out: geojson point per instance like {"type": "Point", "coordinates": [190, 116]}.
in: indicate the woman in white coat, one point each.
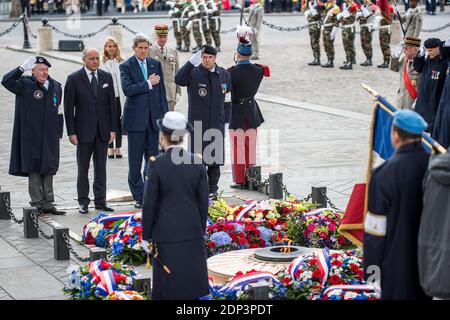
{"type": "Point", "coordinates": [110, 62]}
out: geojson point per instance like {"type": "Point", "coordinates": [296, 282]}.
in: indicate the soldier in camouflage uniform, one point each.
{"type": "Point", "coordinates": [205, 22]}
{"type": "Point", "coordinates": [330, 27]}
{"type": "Point", "coordinates": [185, 32]}
{"type": "Point", "coordinates": [175, 15]}
{"type": "Point", "coordinates": [314, 18]}
{"type": "Point", "coordinates": [348, 18]}
{"type": "Point", "coordinates": [366, 15]}
{"type": "Point", "coordinates": [384, 25]}
{"type": "Point", "coordinates": [195, 20]}
{"type": "Point", "coordinates": [215, 8]}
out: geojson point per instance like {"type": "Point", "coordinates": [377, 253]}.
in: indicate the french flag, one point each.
{"type": "Point", "coordinates": [380, 150]}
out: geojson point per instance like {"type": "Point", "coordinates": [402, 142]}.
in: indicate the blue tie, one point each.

..............................

Work to be completed:
Dropping every picture, restate the material word for word.

Answer area:
out: geojson point per instance like {"type": "Point", "coordinates": [190, 116]}.
in: indicate the woman in white coat, one point each.
{"type": "Point", "coordinates": [110, 62]}
out: geojson point per instance like {"type": "Point", "coordinates": [296, 282]}.
in: indicate the soldier in camouflage uniform, one point each.
{"type": "Point", "coordinates": [205, 22]}
{"type": "Point", "coordinates": [330, 27]}
{"type": "Point", "coordinates": [185, 32]}
{"type": "Point", "coordinates": [175, 15]}
{"type": "Point", "coordinates": [314, 18]}
{"type": "Point", "coordinates": [348, 18]}
{"type": "Point", "coordinates": [366, 15]}
{"type": "Point", "coordinates": [384, 25]}
{"type": "Point", "coordinates": [195, 20]}
{"type": "Point", "coordinates": [215, 8]}
out: geojson point per instance like {"type": "Point", "coordinates": [377, 253]}.
in: indicate the french flag, one point each.
{"type": "Point", "coordinates": [380, 150]}
out: geojson point per instance like {"type": "Point", "coordinates": [402, 142]}.
in: indicate the blue tie, one point each.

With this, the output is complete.